依頼 ▸
ページ抜粋の会話で発言している人物の名前をすべて挙げてください。

ページ抜粋 ▸

───

017-3 船体 3(完成)
仁「こんにちは、魔法工学師の二堂仁です」
礼子「お父さまに作っていただいた自動人形でアシスタントの礼子です」
仁「作者が実際に作ったあれやこれやを、俺の解説で紹介するっていう企画の第17弾その3です」
礼子「いよいよ完成ですね」
仁「5月から始まった連載だもんな」長かった……
礼子「ゲストの方は前回、前々回に引き続き……」
マルシア「どうも、造船工のマルシアです」
仁「ようやく完成だ」
マルシア「楽しみだね」
仁「最後に残ったのは甲板だ」
礼子「いよいよですね」
マルシア「まずは素材か」
仁「2ミリのバルサだな」
礼子「型紙があるから楽ですね」
仁「そういうことだな」
仁「型どおり切り抜いて、穴あけもする」
礼子「この穴は?」
仁「バッテリー交換用さ」
マルシア「いちいち甲板を全部外さなくていいようにだね」
仁「で、補強をする」
礼子「これも2ミリバルサですね」
マルシア「バルサは弱いから、直角にもう1枚貼るわけか」
仁「ベニヤ板と考え方は同じだな」
礼子「バッテリー交換用の穴の部分はどうするんですか?」
仁「うん。万が一水を被っても染み込まないよう段差をつける」具体的には穴を少し小さくするように貼る
礼子「船首部はプラスチックですか?」
仁「そうだ。プールみたいな場所でコツンとぶつかった時にバルサだと潰れかねないからな」
マルシア「芸が細かいねえ」
仁「これが穴を上から見た様子だ」
礼子「その穴にピッタリ合うような蓋も作るんですね」
マルシア「加工が大変そうだな」
仁「バルサだからヤスリやサンドペーパーで少しずつ削って合わせるんだ」削り過ぎに注意
仁「で、甲板の縁を仕上げる」
礼子「サンドペーパーで丸めたんですね」
マルシア「削りクズを吸い込まないようマスクは必須だね」
仁「蓋兼船室を作る」
礼子「まっ平らな甲板じゃ面白くないですものね」
仁「作者はこんな形にしたようだな」
礼子「かなりロングノーズですね」
マルシア「船の場合、前・上は見ても、下はあまり見ないからね。甲板部分が広いと、そこで寝そべったり釣りをしたりできるんだよ」実際のクルーザーなんかだとね
仁「蓋を固定するためのフックだ」

───

項目 ▸
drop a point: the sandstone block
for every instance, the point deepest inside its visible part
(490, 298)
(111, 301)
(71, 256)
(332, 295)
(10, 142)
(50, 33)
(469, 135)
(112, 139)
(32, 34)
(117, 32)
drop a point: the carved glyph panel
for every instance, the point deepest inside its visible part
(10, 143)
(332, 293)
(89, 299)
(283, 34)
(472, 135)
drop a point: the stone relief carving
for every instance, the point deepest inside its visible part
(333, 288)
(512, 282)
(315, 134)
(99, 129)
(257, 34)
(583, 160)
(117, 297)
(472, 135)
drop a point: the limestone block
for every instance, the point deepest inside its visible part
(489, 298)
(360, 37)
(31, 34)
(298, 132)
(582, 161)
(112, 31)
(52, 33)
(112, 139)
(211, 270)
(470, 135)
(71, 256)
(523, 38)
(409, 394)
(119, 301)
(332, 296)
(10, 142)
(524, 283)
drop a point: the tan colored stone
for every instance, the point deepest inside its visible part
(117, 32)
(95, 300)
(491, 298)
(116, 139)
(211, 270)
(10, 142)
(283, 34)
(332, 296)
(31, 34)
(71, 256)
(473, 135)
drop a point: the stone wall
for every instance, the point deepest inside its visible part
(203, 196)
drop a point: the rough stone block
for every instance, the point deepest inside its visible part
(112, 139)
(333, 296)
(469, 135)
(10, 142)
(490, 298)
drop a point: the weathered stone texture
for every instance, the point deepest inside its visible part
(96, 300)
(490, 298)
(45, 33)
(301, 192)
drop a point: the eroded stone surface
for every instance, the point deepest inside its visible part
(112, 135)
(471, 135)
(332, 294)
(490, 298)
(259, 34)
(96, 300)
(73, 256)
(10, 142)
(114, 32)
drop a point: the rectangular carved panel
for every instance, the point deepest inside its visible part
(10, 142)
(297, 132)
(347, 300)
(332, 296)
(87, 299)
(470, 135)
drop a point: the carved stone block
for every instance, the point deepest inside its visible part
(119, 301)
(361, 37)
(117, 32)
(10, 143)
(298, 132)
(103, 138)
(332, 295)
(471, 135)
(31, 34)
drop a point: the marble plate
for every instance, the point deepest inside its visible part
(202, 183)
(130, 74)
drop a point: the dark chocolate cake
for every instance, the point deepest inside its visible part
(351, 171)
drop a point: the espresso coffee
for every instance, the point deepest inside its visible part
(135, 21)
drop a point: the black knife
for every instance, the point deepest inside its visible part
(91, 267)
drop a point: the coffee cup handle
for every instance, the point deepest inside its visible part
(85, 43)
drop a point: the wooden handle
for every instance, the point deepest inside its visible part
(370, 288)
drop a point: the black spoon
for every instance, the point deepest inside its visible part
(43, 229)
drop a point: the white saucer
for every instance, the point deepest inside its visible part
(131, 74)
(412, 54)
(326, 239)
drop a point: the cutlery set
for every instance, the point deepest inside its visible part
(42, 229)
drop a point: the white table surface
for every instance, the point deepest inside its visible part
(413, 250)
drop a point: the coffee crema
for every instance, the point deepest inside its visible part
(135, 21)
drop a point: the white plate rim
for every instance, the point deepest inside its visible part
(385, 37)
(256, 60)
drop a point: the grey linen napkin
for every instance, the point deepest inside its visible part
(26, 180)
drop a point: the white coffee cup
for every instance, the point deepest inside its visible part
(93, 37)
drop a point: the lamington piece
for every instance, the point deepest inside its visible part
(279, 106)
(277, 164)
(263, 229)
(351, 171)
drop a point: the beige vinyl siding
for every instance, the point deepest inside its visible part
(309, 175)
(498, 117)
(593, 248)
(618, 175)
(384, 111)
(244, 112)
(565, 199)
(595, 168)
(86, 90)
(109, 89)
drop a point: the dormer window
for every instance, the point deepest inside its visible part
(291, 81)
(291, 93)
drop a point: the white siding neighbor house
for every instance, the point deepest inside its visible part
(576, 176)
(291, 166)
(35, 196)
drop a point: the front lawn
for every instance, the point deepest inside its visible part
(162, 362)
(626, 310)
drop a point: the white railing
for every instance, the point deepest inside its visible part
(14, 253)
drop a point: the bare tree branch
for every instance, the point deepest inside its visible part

───

正解 ▸
発言しているのは、仁(二堂仁)、礼子、マルシアの3人です。